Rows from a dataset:

┄┄┄┄┄┄┄┄┄┄

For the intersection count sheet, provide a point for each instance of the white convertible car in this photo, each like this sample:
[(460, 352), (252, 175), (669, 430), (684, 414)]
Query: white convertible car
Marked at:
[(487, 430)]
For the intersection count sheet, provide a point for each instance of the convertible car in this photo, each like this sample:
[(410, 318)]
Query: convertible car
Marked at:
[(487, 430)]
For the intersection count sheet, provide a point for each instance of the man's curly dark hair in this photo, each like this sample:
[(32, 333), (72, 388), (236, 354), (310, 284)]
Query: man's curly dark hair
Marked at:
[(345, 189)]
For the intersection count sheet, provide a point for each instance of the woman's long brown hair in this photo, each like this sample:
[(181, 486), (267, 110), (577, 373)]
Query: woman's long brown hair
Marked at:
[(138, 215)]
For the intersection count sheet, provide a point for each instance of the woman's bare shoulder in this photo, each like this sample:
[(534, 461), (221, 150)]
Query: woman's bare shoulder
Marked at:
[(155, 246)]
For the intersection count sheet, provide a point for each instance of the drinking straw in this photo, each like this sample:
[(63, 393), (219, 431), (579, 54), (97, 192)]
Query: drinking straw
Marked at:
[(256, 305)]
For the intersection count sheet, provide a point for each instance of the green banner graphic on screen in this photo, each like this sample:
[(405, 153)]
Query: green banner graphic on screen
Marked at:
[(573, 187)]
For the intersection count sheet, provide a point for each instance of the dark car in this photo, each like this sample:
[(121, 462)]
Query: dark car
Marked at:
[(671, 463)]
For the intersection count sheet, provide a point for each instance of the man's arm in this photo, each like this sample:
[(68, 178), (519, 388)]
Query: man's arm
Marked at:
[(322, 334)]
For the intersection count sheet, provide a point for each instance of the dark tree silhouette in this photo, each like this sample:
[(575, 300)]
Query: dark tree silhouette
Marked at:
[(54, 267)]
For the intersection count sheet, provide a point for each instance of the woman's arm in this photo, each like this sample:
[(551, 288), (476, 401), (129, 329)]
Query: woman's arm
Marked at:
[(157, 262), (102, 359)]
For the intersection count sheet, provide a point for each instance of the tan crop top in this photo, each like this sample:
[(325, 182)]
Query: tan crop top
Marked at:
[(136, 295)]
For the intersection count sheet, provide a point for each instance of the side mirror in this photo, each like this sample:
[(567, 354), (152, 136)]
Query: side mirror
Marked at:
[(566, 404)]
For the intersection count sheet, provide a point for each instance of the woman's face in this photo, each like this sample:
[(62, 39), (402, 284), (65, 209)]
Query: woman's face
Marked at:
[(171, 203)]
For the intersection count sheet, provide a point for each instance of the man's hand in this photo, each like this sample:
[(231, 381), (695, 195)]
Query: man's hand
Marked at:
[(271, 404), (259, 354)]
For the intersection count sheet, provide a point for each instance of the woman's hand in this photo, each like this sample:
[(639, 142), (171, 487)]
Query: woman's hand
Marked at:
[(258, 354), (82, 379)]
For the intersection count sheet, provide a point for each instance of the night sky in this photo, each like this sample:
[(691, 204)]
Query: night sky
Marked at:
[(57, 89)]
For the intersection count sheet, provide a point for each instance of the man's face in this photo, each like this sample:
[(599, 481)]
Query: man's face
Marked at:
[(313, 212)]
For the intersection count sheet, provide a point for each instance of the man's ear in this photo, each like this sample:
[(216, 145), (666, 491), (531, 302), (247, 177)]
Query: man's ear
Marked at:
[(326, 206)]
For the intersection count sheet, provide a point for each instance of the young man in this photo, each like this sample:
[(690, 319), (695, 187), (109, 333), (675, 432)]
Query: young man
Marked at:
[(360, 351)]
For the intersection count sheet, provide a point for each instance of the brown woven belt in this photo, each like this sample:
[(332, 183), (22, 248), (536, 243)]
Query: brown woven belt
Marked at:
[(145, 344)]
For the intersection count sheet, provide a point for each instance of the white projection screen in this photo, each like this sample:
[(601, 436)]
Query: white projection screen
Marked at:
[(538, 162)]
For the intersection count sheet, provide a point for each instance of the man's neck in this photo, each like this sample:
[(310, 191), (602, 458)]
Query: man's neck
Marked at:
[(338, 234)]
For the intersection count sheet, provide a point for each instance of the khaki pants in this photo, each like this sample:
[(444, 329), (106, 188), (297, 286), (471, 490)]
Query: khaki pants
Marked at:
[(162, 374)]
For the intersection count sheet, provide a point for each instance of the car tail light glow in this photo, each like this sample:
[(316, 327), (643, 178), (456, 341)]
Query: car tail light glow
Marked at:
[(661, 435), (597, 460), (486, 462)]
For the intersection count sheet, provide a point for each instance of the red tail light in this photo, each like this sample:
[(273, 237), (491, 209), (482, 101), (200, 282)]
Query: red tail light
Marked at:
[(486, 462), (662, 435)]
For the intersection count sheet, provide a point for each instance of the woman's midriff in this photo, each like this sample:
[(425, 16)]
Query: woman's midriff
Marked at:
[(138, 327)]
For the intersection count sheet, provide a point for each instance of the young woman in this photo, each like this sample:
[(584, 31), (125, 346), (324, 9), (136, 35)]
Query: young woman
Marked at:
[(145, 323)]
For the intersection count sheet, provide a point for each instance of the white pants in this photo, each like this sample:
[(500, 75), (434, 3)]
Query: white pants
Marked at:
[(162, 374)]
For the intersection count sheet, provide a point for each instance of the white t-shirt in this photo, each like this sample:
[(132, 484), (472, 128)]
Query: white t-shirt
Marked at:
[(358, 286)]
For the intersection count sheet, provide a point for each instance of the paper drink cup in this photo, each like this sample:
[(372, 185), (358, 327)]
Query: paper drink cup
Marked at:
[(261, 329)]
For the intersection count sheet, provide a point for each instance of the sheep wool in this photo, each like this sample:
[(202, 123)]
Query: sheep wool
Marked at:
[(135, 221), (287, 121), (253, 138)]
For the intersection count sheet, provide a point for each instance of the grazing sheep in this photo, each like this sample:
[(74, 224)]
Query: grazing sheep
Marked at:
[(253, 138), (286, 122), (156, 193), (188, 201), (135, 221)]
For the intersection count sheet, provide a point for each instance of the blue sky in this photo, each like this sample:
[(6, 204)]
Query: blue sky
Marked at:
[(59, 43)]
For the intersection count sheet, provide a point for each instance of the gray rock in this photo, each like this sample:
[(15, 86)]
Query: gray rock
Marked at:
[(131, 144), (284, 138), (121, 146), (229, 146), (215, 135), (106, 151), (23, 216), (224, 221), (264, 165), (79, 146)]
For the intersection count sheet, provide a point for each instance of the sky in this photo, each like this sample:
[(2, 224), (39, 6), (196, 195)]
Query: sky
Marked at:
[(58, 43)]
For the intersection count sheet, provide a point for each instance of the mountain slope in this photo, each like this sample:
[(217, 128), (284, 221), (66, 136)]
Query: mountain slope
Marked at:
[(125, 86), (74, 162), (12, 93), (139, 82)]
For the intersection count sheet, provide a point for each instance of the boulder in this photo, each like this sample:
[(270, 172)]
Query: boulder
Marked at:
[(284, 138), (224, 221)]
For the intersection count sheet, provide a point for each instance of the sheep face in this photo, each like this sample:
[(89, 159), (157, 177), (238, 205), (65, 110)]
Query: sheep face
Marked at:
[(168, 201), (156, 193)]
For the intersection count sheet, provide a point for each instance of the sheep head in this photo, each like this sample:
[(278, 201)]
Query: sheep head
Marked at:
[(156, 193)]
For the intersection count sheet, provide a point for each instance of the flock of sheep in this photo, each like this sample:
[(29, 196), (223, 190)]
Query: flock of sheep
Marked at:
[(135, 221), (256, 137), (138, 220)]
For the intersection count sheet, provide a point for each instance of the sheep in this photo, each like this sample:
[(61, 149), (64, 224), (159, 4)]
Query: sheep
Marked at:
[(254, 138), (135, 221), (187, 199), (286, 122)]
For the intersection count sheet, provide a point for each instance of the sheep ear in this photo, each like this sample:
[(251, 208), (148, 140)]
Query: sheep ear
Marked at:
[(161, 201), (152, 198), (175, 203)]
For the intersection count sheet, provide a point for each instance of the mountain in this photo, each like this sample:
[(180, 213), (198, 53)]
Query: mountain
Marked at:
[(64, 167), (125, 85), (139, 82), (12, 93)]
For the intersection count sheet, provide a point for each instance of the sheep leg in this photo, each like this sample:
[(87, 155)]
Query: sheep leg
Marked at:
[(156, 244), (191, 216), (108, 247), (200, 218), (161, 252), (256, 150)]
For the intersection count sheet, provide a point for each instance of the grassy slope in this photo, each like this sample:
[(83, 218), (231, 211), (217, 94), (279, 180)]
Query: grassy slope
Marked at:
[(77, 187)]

┄┄┄┄┄┄┄┄┄┄

▶ [What you need to do]: From the line containing "the sheep in" down to the last line, reproduce the records exactly. Include both ends.

▶ [The response]:
For the intersection count sheet, provide a point for each instance of the sheep in this photo, each like this sample:
[(61, 149), (64, 224), (159, 4)]
Query: sheep
Marked at:
[(254, 138), (135, 221), (187, 199), (286, 122)]
For the intersection count sheet, provide a point for each instance of the sheep ear in this photo, each like this sample:
[(251, 208), (148, 140)]
Query: sheep ear
Marked at:
[(161, 201), (152, 198), (175, 203)]
For the intersection count sheet, provide a point for each instance of the mountain in this photo, each like this sample:
[(180, 213), (198, 53)]
Query: mountain
Marked at:
[(64, 167), (125, 85), (139, 82), (12, 93)]
For the intersection count sheet, provide a point for each instance of the sheep leg in this photo, each like this sample:
[(87, 155)]
Query: sheep leg
Marked at:
[(156, 244), (191, 216), (108, 247), (200, 218), (161, 252), (256, 150)]
For the intersection count sheet, provide a point for each instance of the grassy slope in this photo, each like this sample:
[(83, 218), (231, 211), (217, 94), (279, 180)]
Query: grassy slope
Marked at:
[(77, 187)]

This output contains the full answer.